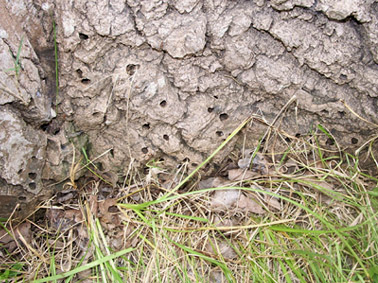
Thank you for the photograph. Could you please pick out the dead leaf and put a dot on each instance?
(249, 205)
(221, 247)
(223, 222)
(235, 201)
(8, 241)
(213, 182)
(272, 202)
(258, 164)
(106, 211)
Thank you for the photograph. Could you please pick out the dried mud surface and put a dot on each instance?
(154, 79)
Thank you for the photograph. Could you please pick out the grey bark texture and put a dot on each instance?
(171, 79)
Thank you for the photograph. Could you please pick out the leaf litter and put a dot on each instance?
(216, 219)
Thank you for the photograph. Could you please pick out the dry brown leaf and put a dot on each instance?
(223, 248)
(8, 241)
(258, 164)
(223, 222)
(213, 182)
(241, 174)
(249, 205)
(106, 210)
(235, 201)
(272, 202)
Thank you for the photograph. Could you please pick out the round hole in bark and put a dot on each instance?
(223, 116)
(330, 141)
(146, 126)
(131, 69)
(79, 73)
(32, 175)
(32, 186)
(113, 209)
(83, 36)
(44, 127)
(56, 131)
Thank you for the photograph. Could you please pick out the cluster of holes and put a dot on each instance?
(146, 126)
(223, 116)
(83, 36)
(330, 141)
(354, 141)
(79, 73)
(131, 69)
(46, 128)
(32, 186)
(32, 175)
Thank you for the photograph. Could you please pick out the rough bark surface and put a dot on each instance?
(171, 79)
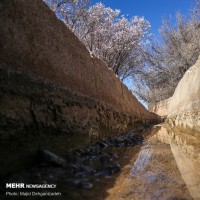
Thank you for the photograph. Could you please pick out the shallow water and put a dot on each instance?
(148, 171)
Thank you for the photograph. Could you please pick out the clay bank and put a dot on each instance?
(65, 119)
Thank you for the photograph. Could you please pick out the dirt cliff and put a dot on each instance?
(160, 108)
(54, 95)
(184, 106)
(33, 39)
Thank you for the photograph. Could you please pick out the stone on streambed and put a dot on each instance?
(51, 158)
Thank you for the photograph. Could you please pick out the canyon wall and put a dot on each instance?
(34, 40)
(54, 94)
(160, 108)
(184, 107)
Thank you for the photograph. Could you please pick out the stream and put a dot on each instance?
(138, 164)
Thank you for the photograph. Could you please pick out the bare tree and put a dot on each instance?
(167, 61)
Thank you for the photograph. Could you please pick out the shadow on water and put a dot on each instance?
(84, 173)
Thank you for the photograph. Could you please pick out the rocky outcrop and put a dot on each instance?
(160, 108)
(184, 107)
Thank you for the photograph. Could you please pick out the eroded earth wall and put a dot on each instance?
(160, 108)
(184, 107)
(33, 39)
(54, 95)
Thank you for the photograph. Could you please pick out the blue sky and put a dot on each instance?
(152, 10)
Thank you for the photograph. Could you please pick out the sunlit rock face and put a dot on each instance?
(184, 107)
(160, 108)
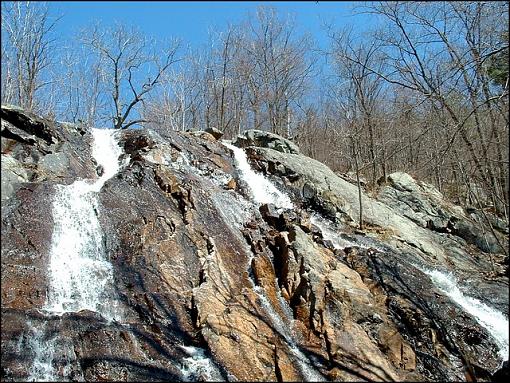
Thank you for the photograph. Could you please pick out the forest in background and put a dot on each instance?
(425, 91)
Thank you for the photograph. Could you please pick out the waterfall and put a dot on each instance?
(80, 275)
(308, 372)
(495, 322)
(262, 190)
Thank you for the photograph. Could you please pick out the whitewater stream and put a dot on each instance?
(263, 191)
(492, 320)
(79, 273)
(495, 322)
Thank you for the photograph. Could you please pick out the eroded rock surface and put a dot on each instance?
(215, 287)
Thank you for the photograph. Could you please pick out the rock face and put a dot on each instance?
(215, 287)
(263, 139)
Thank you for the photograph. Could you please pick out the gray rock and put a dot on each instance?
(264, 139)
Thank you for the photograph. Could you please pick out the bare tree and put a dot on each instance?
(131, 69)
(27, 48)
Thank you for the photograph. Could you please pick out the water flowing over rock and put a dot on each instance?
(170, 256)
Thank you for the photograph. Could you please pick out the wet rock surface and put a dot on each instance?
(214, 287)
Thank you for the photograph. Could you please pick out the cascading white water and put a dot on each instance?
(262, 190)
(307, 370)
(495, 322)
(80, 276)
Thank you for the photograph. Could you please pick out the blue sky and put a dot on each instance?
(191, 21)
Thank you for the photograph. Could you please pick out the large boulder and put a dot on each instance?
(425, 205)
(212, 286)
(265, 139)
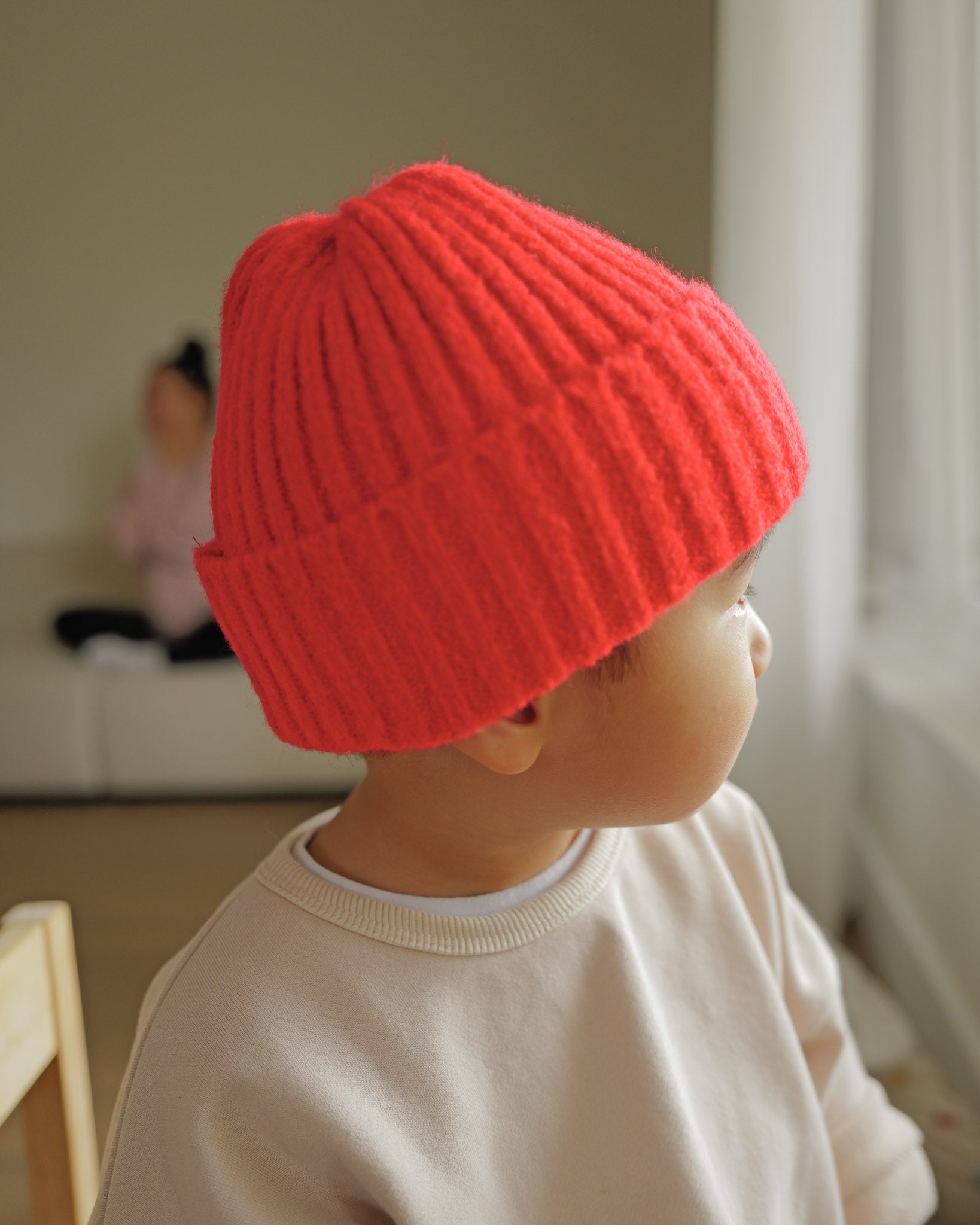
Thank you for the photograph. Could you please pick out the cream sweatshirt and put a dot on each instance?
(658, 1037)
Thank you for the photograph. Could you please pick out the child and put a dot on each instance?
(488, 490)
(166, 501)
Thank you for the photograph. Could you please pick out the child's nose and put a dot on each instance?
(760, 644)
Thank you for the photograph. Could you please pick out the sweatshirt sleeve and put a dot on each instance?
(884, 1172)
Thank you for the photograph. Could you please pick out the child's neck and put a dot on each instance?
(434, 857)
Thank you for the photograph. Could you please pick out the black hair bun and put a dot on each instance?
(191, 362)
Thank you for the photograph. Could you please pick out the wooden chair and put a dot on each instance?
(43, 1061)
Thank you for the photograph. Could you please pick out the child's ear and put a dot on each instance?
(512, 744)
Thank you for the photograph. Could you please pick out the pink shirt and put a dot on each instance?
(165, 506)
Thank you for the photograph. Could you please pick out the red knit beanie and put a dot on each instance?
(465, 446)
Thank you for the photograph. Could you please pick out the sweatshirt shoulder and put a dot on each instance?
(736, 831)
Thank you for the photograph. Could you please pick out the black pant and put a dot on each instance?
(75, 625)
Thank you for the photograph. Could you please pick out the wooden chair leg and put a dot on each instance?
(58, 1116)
——————
## Istruzioni del compito
Sostituisci "photograph" con "image" in tutti i record riportati sopra, lasciando invariato tutto il resto. Riscrivili senza includere le immagini.

## Risposta al compito
Thank you for the image. Could you please pick out the dead leaf and put a dot on each instance?
(249, 205)
(221, 247)
(223, 222)
(235, 201)
(8, 241)
(213, 182)
(272, 202)
(258, 164)
(106, 211)
Thank you for the image. Could you please pick out the dried mud surface and put a dot on each instance?
(154, 79)
Thank you for the image. Could you please pick out the grey bark texture and put a dot on each instance?
(171, 79)
Thank you for the image. Could you please pick out the leaf litter and put a dot on each instance?
(216, 219)
Thank you for the image. Could you please pick out the dry brown leaf and put a dot on each instance?
(223, 248)
(8, 241)
(258, 164)
(223, 222)
(213, 182)
(241, 174)
(249, 205)
(106, 210)
(235, 201)
(272, 202)
Thank you for the image. Could you please pick out the round hole in bark and put a dot on each instance?
(223, 116)
(330, 141)
(146, 126)
(131, 69)
(79, 73)
(32, 175)
(32, 186)
(113, 209)
(83, 36)
(44, 127)
(56, 131)
Thank you for the image. Could you please pick out the cluster of holes and put a dot on each instance?
(146, 126)
(223, 116)
(83, 36)
(330, 141)
(354, 141)
(79, 73)
(131, 69)
(46, 128)
(32, 186)
(32, 175)
Thank you for the image. Could you please pick out the rough bark surface and put a dot on each instance?
(171, 79)
Thank you for the image. Could you please pick out the shallow water and put a dot on each instance?
(148, 171)
Thank you for the image. Could you please pick out the clay bank and put a dot on each instance?
(65, 119)
Thank you for the image. Could you please pick out the dirt cliff and put a dot on each instance?
(160, 108)
(54, 95)
(184, 106)
(33, 39)
Thank you for the image. Could you please pick out the stone on streambed and put a dot on each instance?
(51, 158)
Thank you for the image. Could you please pick out the canyon wall and put a dot on each instance?
(34, 40)
(54, 94)
(160, 108)
(184, 107)
Thank you for the image. Could you please pick out the stream and put a dot on each instance?
(138, 164)
Thank you for the image. Could you please pick out the bare tree and put a dot on each instance?
(167, 61)
Thank you for the image. Could you please pick out the shadow on water and put a dot on each instance?
(84, 173)
Thank you for the image. Could you please pick out the rocky outcrop and put a dot on each instance?
(160, 108)
(184, 107)
Thank you for the image. Could you please pick out the eroded earth wall and put a dot on each instance?
(160, 108)
(184, 107)
(33, 39)
(54, 95)
Thank you for the image. Could you please pick out the blue sky and put a dot on each instance?
(152, 10)
Thank you for the image. Could you please pick out the sunlit rock face and put a dot on each instance?
(184, 107)
(160, 108)
Thank you for the image. Could you please pick out the forest in background and put a dot on each instance?
(425, 91)
Thank you for the image. Could you please pick out the waterfall and put a dot on each instance?
(80, 275)
(308, 372)
(495, 322)
(262, 190)
Thank you for the image. Could you please pick out the whitewater stream and put a dot on each instance?
(263, 191)
(492, 320)
(79, 273)
(495, 322)
Thank you for the image. Could you please pick out the eroded rock surface and put a dot on each instance?
(215, 287)
Thank you for the image. Could you please pick out the rock face and put a dot on each instance?
(215, 287)
(263, 139)
Thank you for the image. Could you please pick out the gray rock and put a dot on each instance?
(264, 139)
Thank you for the image. Could you please pick out the bare tree and put a dot on each instance?
(131, 69)
(27, 48)
Thank you for the image. Could you please pick out the water flowing over rock and put a dot on each instance?
(170, 256)
Thank you for the image. Could you please pick out the wet rock surface and put a dot on each instance?
(214, 287)
Thank you for the image. Could you please pick out the cascading white water and put a dot on each instance?
(262, 190)
(307, 370)
(495, 322)
(80, 276)
Thank you for the image. Could you please pick out the blue sky and put a dot on each instance?
(191, 21)
Thank you for the image. Could you please pick out the large boulder and put a dot on each instance?
(425, 205)
(212, 286)
(265, 139)
Thank you for the image. Could you please pick out the cream sweatshirt and put a dot on each instance?
(658, 1037)
Thank you for the image. Could you please pick out the child and put a dot on each instance?
(488, 490)
(166, 501)
Thank you for the image. Could you please pick out the child's nose and put a dot on each instance?
(760, 644)
Thank you for the image. Could you please pick out the sweatshirt sleeve and put a dot on each instance?
(884, 1172)
Thank you for the image. Could you please pick out the child's neck and put a dot on each instance?
(434, 857)
Thank you for the image. Could you please pick out the black hair bun and put a dot on each instance?
(191, 362)
Thank you for the image. Could you please pick out the wooden chair and put a dot on each instance?
(43, 1061)
Thank you for the image. Could you please pick out the child's ear and put a dot on each instance?
(512, 744)
Thank you for the image. Could you please pick out the pink shirt and put a dot on each instance?
(165, 506)
Thank you for the image. Could you please pick out the red knit beanie and put a dot on each instance?
(465, 446)
Thank you for the image. Could you please pick out the sweatshirt shoulder and put a dot on each instance?
(736, 831)
Thank you for the image. Could you please pick out the black pant and put a dot on each instance?
(75, 625)
Thank you for the image. Could you please pick out the wooden chair leg and put a dot on each instance?
(58, 1116)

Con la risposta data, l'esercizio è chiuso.